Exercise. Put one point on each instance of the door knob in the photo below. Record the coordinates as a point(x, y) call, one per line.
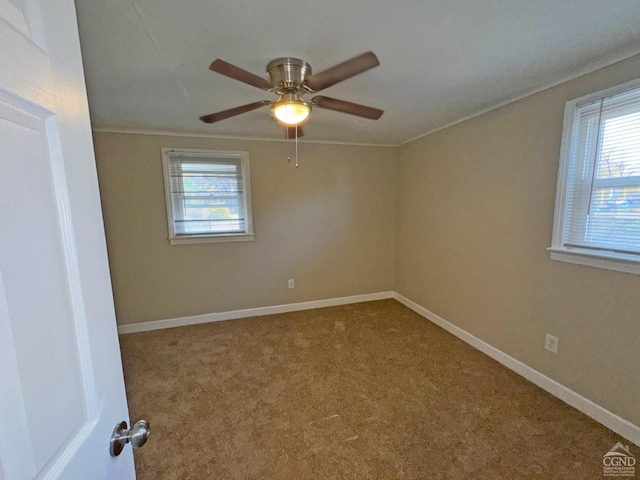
point(136, 435)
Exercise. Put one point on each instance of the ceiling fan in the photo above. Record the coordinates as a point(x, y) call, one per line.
point(291, 79)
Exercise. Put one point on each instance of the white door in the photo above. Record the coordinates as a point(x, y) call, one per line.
point(61, 384)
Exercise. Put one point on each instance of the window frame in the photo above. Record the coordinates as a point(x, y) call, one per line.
point(179, 239)
point(600, 259)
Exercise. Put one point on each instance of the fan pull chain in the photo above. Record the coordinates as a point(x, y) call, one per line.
point(296, 146)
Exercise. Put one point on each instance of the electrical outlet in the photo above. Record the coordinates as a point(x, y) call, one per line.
point(551, 343)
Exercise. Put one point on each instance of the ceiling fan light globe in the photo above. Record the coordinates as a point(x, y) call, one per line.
point(291, 113)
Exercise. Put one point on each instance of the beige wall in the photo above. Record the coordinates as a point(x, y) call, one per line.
point(473, 210)
point(475, 206)
point(328, 224)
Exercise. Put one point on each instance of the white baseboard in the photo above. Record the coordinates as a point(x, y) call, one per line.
point(251, 312)
point(610, 420)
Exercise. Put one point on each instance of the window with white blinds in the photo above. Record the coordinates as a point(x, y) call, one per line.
point(598, 202)
point(207, 195)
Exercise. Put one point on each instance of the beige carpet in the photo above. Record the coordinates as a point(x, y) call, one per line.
point(365, 391)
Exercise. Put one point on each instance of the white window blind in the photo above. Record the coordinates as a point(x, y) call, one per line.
point(207, 193)
point(599, 181)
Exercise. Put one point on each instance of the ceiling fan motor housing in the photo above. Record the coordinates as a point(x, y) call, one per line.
point(288, 74)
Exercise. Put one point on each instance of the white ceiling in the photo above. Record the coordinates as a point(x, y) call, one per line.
point(146, 61)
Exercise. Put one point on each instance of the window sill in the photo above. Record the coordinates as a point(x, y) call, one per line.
point(187, 239)
point(609, 261)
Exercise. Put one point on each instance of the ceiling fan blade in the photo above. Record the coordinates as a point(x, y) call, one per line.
point(232, 112)
point(237, 73)
point(294, 131)
point(341, 72)
point(347, 107)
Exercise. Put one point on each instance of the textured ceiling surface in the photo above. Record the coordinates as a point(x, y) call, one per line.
point(146, 61)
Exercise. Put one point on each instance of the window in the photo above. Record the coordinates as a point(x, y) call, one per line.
point(207, 194)
point(597, 219)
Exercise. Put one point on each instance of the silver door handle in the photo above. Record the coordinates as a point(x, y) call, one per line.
point(137, 436)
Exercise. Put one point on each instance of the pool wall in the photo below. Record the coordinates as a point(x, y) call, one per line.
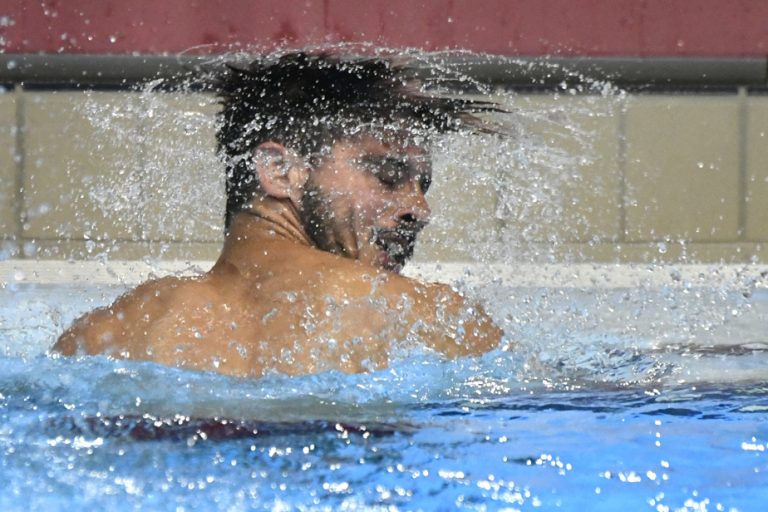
point(666, 162)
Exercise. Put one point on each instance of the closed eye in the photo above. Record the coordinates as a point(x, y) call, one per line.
point(389, 170)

● ● ●

### [What is being asked]
Would you please copy the listing exactly, omitting every picture?

### [The completed task]
Exercise. Put one point on each instance of the door knob in the photo below. Record the coordinates as a point(x, y) call, one per line.
point(136, 435)
Exercise. Put one point on each instance of the ceiling fan in the photo above. Record the coordinates as a point(x, y) call, one per line.
point(291, 79)
Exercise. Put one point on each instance of the white door in the photo above. Record the coordinates as a point(x, y) call, one per line.
point(61, 384)
Exercise. Put one point on each instance of the window frame in the photo above. Record the coordinates as a point(x, y) call, one per line.
point(179, 239)
point(600, 259)
Exercise. Put one point on each instance of the fan pull chain in the photo above. Record the coordinates as a point(x, y) call, one per line.
point(296, 146)
Exercise. Put one point on each instance of the electrical outlet in the photo above. Record the coordinates as a point(x, y) call, one per line.
point(551, 343)
Exercise. Put one point on each instance of the ceiling fan light globe in the photo above. Record the coordinates as a point(x, y) call, one per line.
point(291, 113)
Exercise. Put one point on each instance of the beige wall in the photo above. Record the coordinates as a point(x, y) call, one per line.
point(473, 210)
point(475, 206)
point(328, 224)
Exercise. Put one point on each instance of the white baseboard in the photo above. Record the coordinates as a point(x, y) call, one per line.
point(251, 312)
point(610, 420)
Exercise. Put one point on each instance of the window with white blinds in the photo above. Record the coordinates as a point(x, y) call, one per line.
point(598, 202)
point(207, 195)
Exercise. Put one point on each instance of the beige carpet in the photo above. Record the coordinates as a point(x, y) call, one per line.
point(365, 391)
Exercise. Put one point on each instance of the white window blind in the photo above. Record the coordinates as a point(x, y) call, one per line.
point(207, 193)
point(599, 181)
Exercise. Put one point on each instance of the ceiling fan motor housing in the photo above. Record the coordinates as a point(x, y) call, one per line.
point(288, 74)
Exercise. Put one point on each instance of the white ceiling in the photo above. Record the coordinates as a point(x, y) call, one per line.
point(146, 61)
Exercise. Put one point on each instance of the window sill in the photo above. Record the coordinates as a point(x, y) call, one per line.
point(187, 239)
point(609, 261)
Exercise. Put one point on each instance of the ceiling fan blade in the photo above. Record the coordinates as a point(x, y) call, one per line.
point(232, 112)
point(237, 73)
point(294, 131)
point(341, 72)
point(347, 107)
Exercise. Put one point on each instance of the textured ceiling surface in the photo above. Record the coordinates as a point(x, y) call, one per line.
point(146, 61)
Exercise. Put one point on each instance of the window in the photo above. Record the coordinates as a point(x, y) call, one per line.
point(207, 194)
point(597, 219)
Exercise. Put one point on each instance of the silver door handle in the photo above. Record the coordinates as a point(x, y) call, one per line.
point(137, 436)
Exercise. Put one point on each instance of the pool wall in the photo below. Record the coordinates as a point(x, y) call, one per line.
point(666, 162)
Exercise. Put one point on each instance of the closed eye in the photo above. Record the coordinates as a point(x, y) call, one per line.
point(389, 170)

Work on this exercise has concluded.